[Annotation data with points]
* START *
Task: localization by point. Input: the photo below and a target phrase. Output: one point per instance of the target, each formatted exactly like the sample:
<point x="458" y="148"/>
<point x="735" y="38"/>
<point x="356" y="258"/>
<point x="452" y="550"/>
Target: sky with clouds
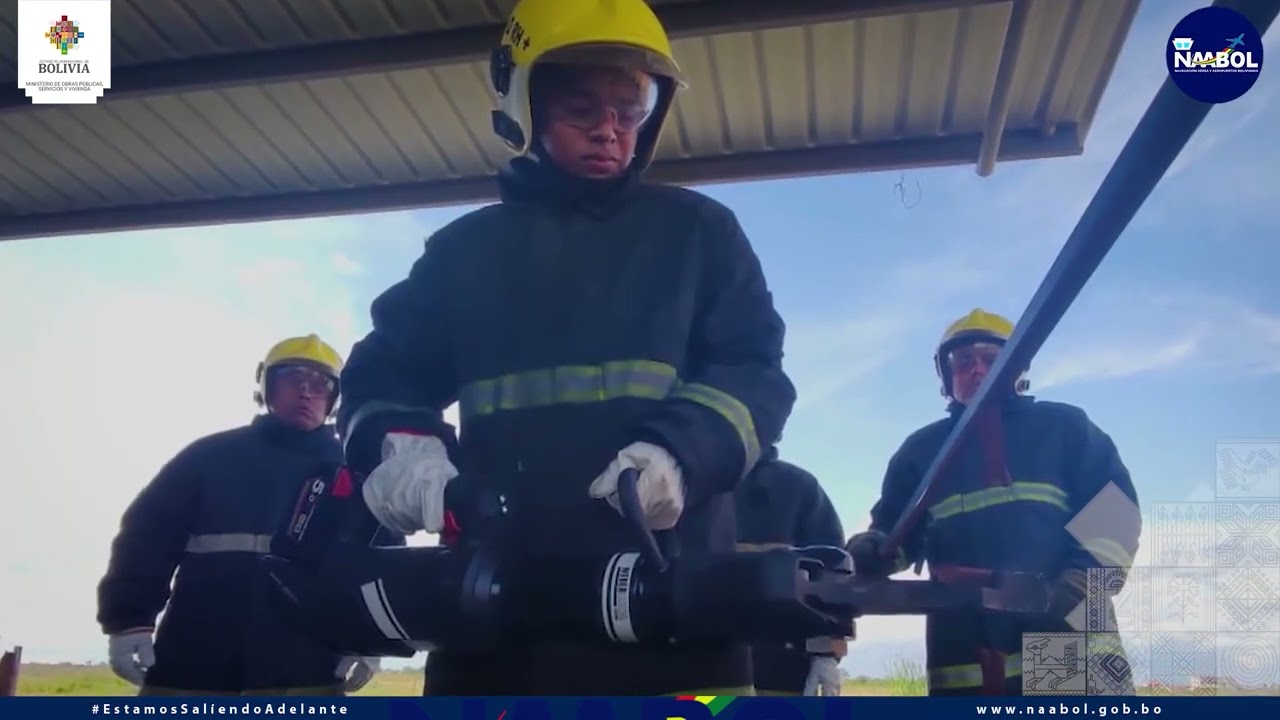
* END *
TASK REQUIREMENTS
Copy out the text of every entry above word for word, leaving out the pictures.

ANSWER TO THIS PROBLEM
Task: localization by point. Input: the photo below and a target phrase. Output: one point per instance of the target, each formatted exactly like the sample:
<point x="458" y="148"/>
<point x="735" y="38"/>
<point x="356" y="258"/>
<point x="452" y="550"/>
Target: sky with clouds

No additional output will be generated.